● YOUR TASK
Please duplicate the passage on the Applegate–Fairbairn fighting knife below, from "After Al Mar" up to and including "is NSN: 5110-01-436-1548.".

● SOURCE PASSAGE

*****

The Applegate–Fairbairn fighting knife is a combat knife designed by Colonel Rex Applegate and William E. Fairbairn as a version of the Fairbairn–Sykes fighting knife.

==History==

While Applegate was a student of Fairbairn, he came up with a series of modifications to Fairbairn's Dagger and worked with Fairbairn on implementing them. Applegate first approached Randall Made Knives with their design.

Bo Randall made a handful of prototypes based on his "Model 2 Dagger" and sent them to soldiers for field testing; they proved not to be popular with the troops and Randall declined to produce the knife beyond the original prototypes.

Applegate took the design to custom knifemaker Bill Harsey, Jr. who made several prototypes for Al Mar Knives. In 1995, Harsey would design a folding version for Gerber Legendary Blades, which won the 1996 International Blade Show "American Made Knife of the Year" award.

After Al Mar ceased production of the A–F fighting knife, a number of variations were made by Blackjack Knives, Gerber and Böker Knives, all with limited degrees of success. The US Military Stock Number for the Gerber folding version is NSN: 5110-01-436-1548.

== Design ==
The Applegate–Fairbairn fighting knife's blade has a similar double-edged dagger profile, but is wider and more durable.

It features a different handle, made most commonly of Lexan plastic with adjustable lead weights which can change the knife's balance-point.

*****

● DATASET EXCERPTS
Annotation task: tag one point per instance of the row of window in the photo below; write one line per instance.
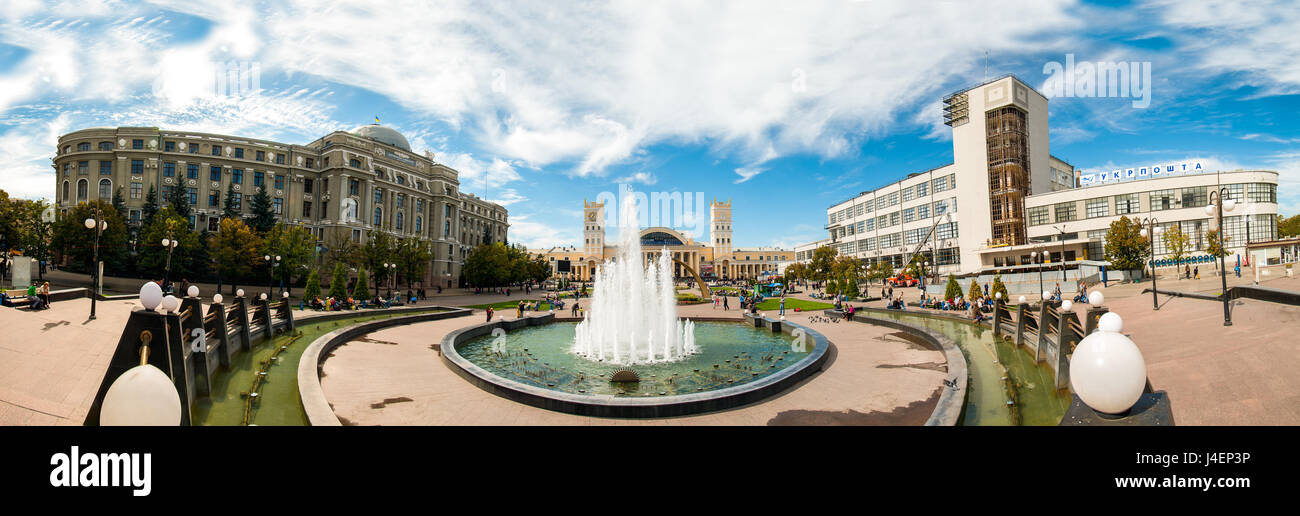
(1157, 200)
(885, 200)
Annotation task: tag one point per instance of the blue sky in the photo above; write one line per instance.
(781, 107)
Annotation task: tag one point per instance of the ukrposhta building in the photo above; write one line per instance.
(1005, 196)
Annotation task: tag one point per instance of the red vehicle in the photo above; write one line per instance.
(904, 281)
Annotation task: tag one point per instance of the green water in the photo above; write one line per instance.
(278, 404)
(1028, 385)
(729, 354)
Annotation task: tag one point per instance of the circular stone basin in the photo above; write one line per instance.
(731, 354)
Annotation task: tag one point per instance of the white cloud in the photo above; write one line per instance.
(593, 85)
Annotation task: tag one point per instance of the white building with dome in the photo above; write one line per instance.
(343, 186)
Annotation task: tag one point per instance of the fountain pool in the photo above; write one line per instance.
(727, 355)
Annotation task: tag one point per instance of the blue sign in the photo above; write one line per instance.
(1149, 172)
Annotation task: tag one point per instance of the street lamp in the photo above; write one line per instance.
(99, 225)
(1039, 258)
(1212, 208)
(170, 246)
(271, 272)
(1152, 233)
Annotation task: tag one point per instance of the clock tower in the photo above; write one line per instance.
(593, 229)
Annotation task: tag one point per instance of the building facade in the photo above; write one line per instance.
(716, 260)
(343, 186)
(1009, 189)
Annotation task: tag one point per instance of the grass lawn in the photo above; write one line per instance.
(512, 304)
(804, 306)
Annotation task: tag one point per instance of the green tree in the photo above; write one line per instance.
(1177, 243)
(313, 286)
(154, 256)
(1213, 246)
(338, 282)
(77, 243)
(823, 259)
(1288, 226)
(380, 248)
(261, 215)
(412, 259)
(1126, 248)
(228, 207)
(339, 248)
(295, 247)
(952, 290)
(234, 251)
(360, 291)
(120, 203)
(151, 207)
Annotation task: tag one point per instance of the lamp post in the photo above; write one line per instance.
(1217, 207)
(98, 224)
(170, 246)
(1152, 233)
(1061, 230)
(271, 272)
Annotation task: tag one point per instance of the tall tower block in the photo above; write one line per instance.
(593, 229)
(719, 232)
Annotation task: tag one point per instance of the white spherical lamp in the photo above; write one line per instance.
(1108, 371)
(151, 294)
(142, 397)
(1110, 321)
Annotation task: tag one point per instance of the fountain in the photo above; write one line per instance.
(633, 309)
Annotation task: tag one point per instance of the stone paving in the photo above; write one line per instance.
(52, 361)
(393, 377)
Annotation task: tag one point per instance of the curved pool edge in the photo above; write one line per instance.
(948, 411)
(310, 391)
(605, 406)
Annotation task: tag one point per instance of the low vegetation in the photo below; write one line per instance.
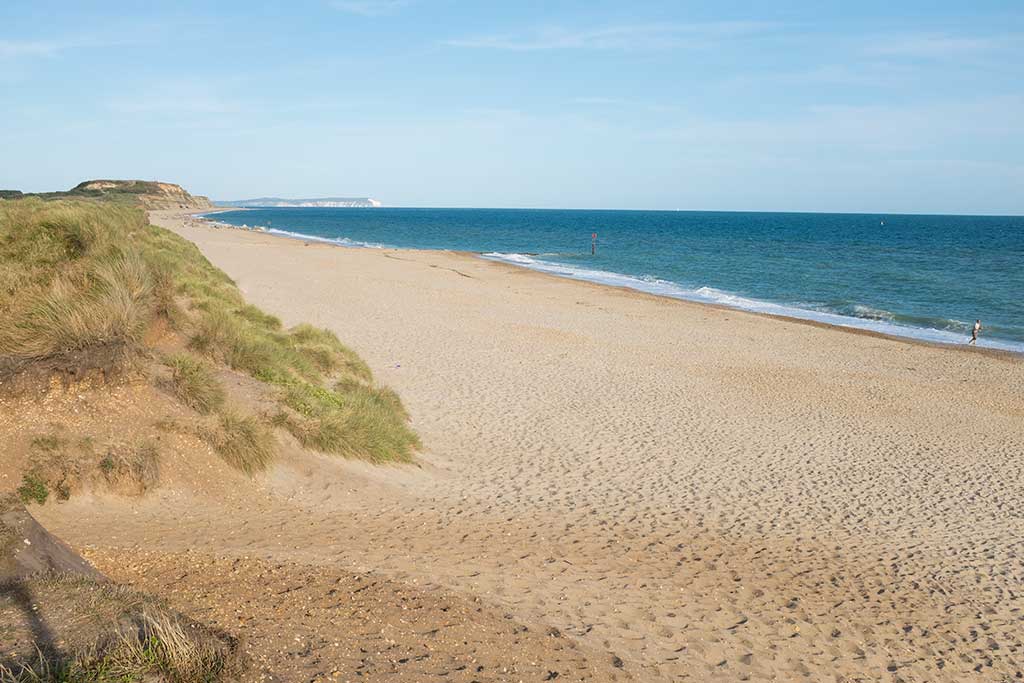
(112, 635)
(242, 440)
(195, 382)
(82, 283)
(61, 465)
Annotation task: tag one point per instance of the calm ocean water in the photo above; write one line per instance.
(923, 276)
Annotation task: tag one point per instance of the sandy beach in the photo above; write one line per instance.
(691, 493)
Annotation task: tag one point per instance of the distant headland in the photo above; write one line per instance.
(326, 202)
(147, 194)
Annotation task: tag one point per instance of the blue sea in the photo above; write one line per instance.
(923, 276)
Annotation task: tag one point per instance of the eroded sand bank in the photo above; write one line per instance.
(701, 493)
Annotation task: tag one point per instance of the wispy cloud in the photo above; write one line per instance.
(15, 48)
(370, 7)
(624, 37)
(12, 49)
(932, 46)
(175, 97)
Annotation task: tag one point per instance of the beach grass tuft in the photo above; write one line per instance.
(140, 640)
(90, 279)
(243, 440)
(195, 383)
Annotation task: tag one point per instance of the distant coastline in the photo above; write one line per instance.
(662, 289)
(314, 203)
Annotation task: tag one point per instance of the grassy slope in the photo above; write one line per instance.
(80, 278)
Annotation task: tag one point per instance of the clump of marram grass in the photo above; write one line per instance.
(113, 635)
(78, 275)
(195, 383)
(70, 279)
(135, 467)
(242, 440)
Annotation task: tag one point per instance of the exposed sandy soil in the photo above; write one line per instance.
(705, 494)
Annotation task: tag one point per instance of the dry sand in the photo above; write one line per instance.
(706, 494)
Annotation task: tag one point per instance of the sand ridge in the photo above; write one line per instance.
(704, 493)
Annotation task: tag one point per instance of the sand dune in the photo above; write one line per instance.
(704, 494)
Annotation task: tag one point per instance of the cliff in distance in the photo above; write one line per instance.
(326, 202)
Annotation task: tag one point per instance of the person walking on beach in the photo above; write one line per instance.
(974, 333)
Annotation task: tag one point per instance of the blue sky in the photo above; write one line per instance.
(877, 107)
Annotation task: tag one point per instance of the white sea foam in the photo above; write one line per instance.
(873, 319)
(340, 242)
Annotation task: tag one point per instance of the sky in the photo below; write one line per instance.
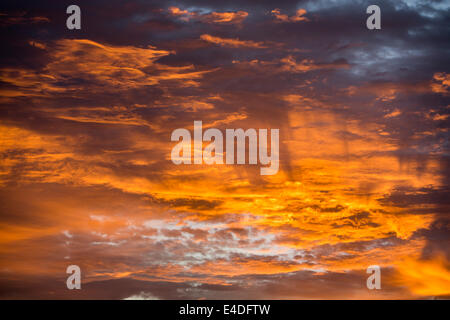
(86, 176)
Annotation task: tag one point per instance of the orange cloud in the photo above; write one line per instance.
(232, 43)
(225, 17)
(424, 277)
(441, 83)
(230, 17)
(280, 17)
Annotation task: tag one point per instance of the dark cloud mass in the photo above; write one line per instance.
(85, 172)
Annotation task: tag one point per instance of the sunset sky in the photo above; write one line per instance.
(86, 176)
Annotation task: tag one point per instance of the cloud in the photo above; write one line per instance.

*****

● EXPECTED ANSWER
After Al Mar ceased production of the A–F fighting knife, a number of variations were made by Blackjack Knives, Gerber and Böker Knives, all with limited degrees of success. The US Military Stock Number for the Gerber folding version is NSN: 5110-01-436-1548.